Task instructions
a – Answer these questions from the container app setup instructions below:
(i) What value does the AUTOMATOR_PORT environment variable get?
(ii) Which two IP addresses are listed for the EU region?
(iii) What number should the Min and Max replica be set to?
b – Write out the passage of the container app setup instructions between "On the Ingress" and "a later step)", inclusive, word for word.

Text section
In the "Container" step, make the following selections:

  • Uncheck the "Use quickstart image"

  • Select "Docker Hub or other registries"

  • Select "Public"

  • Select Registry login server as docker.io

  • Set the Image and tag as keeper/automator:latest

  • Skip to "Container resource allocation"

  • For CPU and Memory, 0.5 CPU cores and 1Gi memory is sufficient, but this can be updated based on your volume of new device logins.

  • Create an environment variable called AUTOMATOR_CONFIG_KEY with the value from Step 1 above of the setup guide.

  • Create an environment variable called AUTOMATOR_PORT with the value of 8089

  • Create an environment variable called SSL_MODE with the value of none

  • Click "Next : Ingress >"

(4) Ingress Setup

On the Ingress setup screen, select the following:

  • Enable Ingress

  • Ingress traffic Accepting traffic from anywhere (we'll modify this in a later step)

  • Ingress type HTTP

  • Target port set to 8089

(5) Create Container App

Click "Review + Create" and then click "Create"

After a few minutes, the container app will be created and automatically start up.

Clicking on "Go to Resource" will take you to the container environment.

(6) Customize the Ingress Setup

To restrict communications to the Keeper Automator service, click on the "Ingress" link on the left side of the screen under the "Settings" section

  • Click on "Ingress"

  • Select "Allow traffic from IPs configured below, deny all other traffic"

  • Click "Add" to add two of Keeper's IPs and any of your IPs required for testing the service.

  • Click Save

Keeper Tenant RegionIP1IP2

US

54.208.20.102/32

34.203.159.189/32

US GovCloud

18.252.135.74/32

18.253.212.59/32

EU

52.210.163.45/32

54.246.185.95/32

AU

3.106.40.41/32

54.206.208.132/32

CA

35.182.216.11/32

15.223.136.134/32

JP

54.150.11.204/32

52.68.53.105/32

If you want to be able to run a health check, then consider adding your own IP address. Find your IP address at https://checkip.amazonaws.com

(7) Set up Scaling, Health Probes and Volume Mount

In order to prevent Azure from downscaling to zero instances, it's important to set the minimum number of instances to 1.

Navigate to the "Containers" section under the "Application"

Click on the "Edit and deploy" section at the top and then navigate to the Scale section. Set the Min and Max replica to "1"

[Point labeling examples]
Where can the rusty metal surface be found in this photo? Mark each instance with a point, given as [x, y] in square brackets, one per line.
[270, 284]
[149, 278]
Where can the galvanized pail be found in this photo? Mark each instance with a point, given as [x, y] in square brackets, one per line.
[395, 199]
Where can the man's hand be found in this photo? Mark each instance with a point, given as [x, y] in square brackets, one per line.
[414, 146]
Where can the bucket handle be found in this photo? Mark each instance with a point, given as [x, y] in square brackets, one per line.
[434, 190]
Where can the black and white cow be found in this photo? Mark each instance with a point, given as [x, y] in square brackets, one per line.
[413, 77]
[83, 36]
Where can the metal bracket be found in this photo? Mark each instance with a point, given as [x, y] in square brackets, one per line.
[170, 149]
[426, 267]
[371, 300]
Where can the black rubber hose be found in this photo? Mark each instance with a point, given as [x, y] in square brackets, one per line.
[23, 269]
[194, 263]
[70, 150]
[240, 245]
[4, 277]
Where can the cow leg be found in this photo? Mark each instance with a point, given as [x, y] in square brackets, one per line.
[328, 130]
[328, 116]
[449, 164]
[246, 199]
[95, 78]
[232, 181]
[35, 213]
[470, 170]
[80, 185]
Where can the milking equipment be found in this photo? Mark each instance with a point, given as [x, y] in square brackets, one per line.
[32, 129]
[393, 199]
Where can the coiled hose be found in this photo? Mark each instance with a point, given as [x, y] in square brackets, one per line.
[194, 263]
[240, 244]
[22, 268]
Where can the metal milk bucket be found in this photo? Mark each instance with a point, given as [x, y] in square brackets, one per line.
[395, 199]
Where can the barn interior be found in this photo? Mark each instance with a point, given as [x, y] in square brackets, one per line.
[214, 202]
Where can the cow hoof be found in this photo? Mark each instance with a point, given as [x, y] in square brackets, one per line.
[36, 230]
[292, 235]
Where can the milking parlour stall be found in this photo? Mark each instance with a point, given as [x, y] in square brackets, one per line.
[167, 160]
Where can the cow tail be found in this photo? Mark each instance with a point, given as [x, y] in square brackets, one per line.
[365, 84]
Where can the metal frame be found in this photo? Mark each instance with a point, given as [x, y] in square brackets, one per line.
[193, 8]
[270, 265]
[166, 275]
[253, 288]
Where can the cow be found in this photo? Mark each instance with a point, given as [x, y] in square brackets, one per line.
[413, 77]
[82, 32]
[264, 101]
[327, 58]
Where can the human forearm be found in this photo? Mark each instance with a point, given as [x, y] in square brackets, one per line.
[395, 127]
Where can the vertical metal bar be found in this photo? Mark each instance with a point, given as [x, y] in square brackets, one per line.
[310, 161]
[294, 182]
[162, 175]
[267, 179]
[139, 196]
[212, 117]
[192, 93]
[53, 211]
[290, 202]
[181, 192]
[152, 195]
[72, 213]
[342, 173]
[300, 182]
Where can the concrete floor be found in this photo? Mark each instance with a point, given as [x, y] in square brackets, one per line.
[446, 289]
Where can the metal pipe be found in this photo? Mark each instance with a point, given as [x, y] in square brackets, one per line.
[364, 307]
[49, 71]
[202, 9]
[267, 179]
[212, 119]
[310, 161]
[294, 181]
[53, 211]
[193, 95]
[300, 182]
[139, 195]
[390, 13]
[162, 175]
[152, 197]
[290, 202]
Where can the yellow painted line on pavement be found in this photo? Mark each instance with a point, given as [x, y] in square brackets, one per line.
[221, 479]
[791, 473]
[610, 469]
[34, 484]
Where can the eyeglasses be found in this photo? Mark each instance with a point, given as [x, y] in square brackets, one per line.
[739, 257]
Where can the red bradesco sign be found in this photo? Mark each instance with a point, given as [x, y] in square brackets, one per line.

Replies
a –
(i) 8089
(ii) 52.210.163.45/32 and 54.246.185.95/32
(iii) 1

b –
On the Ingress setup screen, select the following:

  • Enable Ingress

  • Ingress traffic Accepting traffic from anywhere (we'll modify this in a later step)